### THE PROBLEM
Lines before the one containing "Highlight cumulus cloud" are excluded. Repeat that line and every line after it, exactly.

### DATA ENTRIES
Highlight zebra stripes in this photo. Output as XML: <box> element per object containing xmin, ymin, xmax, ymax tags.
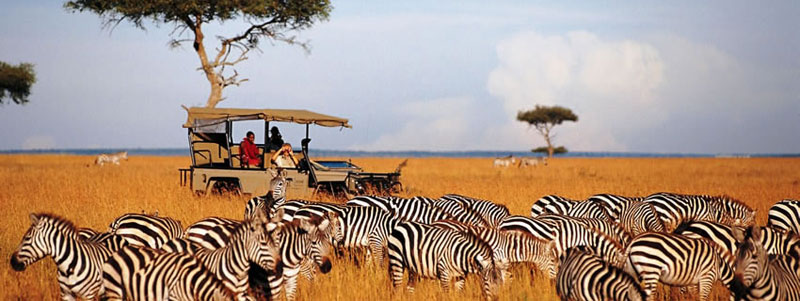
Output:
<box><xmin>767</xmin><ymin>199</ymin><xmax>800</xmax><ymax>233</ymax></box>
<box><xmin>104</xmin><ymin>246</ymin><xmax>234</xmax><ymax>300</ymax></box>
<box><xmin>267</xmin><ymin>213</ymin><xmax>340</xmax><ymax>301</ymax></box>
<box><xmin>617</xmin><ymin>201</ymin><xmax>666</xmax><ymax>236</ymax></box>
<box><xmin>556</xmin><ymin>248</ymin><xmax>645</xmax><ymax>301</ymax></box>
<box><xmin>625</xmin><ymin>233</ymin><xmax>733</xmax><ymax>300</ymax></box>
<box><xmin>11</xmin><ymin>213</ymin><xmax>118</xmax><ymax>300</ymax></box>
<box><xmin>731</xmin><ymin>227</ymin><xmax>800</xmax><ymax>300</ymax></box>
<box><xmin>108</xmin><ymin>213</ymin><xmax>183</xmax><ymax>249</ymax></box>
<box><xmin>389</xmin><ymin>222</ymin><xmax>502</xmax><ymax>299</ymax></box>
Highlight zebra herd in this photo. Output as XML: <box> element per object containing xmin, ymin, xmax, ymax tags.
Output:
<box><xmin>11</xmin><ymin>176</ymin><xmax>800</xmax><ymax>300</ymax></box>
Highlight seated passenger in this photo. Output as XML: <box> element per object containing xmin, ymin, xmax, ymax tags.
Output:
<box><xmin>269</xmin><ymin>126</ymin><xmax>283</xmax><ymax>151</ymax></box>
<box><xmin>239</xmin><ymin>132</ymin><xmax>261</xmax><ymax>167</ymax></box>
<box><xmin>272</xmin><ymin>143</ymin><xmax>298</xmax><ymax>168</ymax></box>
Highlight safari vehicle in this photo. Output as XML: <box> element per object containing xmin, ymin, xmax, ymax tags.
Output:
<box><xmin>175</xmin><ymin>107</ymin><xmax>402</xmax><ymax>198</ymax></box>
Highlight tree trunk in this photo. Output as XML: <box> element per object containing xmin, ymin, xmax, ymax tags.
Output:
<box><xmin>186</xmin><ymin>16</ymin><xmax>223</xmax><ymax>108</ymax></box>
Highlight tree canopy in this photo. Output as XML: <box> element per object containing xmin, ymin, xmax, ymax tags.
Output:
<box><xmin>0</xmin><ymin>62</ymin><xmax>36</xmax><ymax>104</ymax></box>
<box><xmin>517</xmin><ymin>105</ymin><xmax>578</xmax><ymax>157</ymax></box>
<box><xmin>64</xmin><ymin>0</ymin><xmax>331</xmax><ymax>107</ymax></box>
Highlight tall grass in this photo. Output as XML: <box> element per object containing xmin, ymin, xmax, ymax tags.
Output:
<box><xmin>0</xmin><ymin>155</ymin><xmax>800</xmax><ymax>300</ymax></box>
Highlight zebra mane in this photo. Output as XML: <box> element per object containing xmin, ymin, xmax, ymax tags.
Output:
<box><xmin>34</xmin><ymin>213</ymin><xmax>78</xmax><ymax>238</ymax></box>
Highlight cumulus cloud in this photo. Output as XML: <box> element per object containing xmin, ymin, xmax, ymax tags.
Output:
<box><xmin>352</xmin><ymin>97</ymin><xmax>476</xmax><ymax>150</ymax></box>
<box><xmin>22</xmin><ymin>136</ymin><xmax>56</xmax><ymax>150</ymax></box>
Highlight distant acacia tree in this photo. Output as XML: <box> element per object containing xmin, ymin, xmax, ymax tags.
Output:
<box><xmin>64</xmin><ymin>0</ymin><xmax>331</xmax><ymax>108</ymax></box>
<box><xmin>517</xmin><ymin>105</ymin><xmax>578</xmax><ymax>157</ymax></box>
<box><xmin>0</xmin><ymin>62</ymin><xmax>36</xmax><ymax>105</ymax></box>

### REPLY
Highlight cumulus cloud in this photo. Output as XML: <box> element per object containing xmin, ymin, xmax, ymax tags.
Output:
<box><xmin>352</xmin><ymin>97</ymin><xmax>476</xmax><ymax>150</ymax></box>
<box><xmin>22</xmin><ymin>136</ymin><xmax>56</xmax><ymax>150</ymax></box>
Highlight distant acacia tree in this photo. Output as XML: <box> element per object containing xmin, ymin, xmax, ymax tags.
Output:
<box><xmin>64</xmin><ymin>0</ymin><xmax>331</xmax><ymax>108</ymax></box>
<box><xmin>517</xmin><ymin>105</ymin><xmax>578</xmax><ymax>157</ymax></box>
<box><xmin>0</xmin><ymin>62</ymin><xmax>36</xmax><ymax>105</ymax></box>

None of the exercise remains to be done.